> _Given entries_
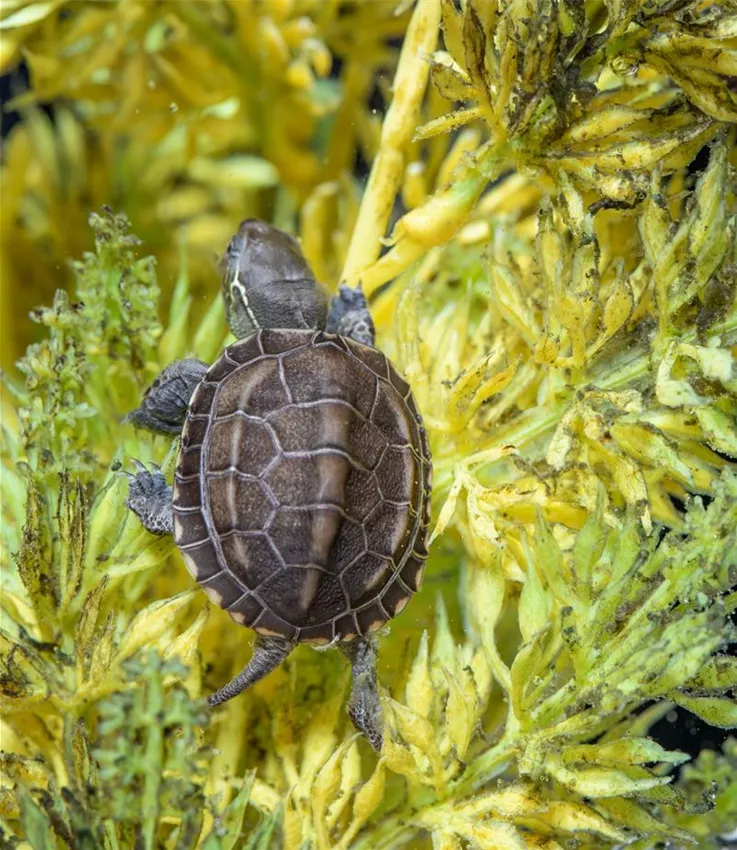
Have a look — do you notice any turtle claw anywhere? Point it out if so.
[125,458,174,534]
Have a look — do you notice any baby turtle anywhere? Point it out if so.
[127,219,431,749]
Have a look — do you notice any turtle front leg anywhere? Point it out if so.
[339,637,384,753]
[207,634,294,708]
[125,460,174,535]
[126,358,207,434]
[327,283,374,345]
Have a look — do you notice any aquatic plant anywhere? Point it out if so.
[0,0,737,850]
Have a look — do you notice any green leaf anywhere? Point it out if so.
[18,787,56,850]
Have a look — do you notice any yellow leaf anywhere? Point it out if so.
[405,631,435,718]
[353,758,386,825]
[116,590,197,662]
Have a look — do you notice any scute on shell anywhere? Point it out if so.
[174,330,431,643]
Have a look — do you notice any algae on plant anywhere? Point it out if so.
[0,0,737,850]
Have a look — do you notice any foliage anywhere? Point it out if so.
[0,0,737,850]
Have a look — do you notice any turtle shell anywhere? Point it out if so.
[173,329,431,643]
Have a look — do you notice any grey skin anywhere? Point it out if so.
[126,219,383,751]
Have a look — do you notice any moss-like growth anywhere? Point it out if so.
[0,0,737,850]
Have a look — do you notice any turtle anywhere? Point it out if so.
[127,219,432,750]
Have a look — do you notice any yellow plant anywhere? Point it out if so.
[0,0,737,850]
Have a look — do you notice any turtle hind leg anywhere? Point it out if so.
[207,634,294,708]
[125,358,207,434]
[339,637,384,753]
[125,461,174,535]
[327,284,374,345]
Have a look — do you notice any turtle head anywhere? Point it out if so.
[220,218,328,339]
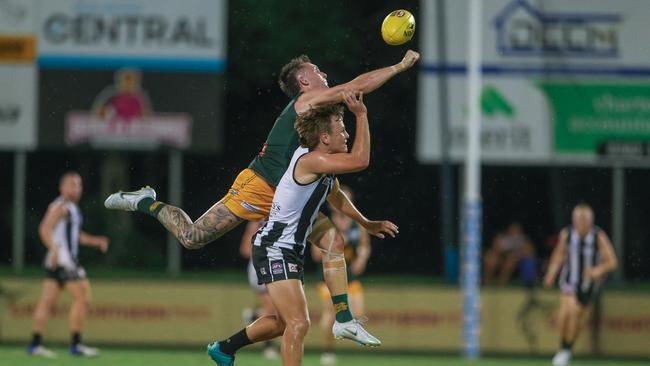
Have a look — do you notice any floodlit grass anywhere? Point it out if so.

> _Task to complete_
Pick out every line above that contains the word "plant", and treat uppercase and lowercase as different.

> _Full solution_
Have a look — do you notice any aquatic plant anywhere? Point it out if so.
Have a look — do you notice any algae on plant anywhere? Point it out if so.
Have a look — do you notice any yellow plant anywhere? Point it out if so.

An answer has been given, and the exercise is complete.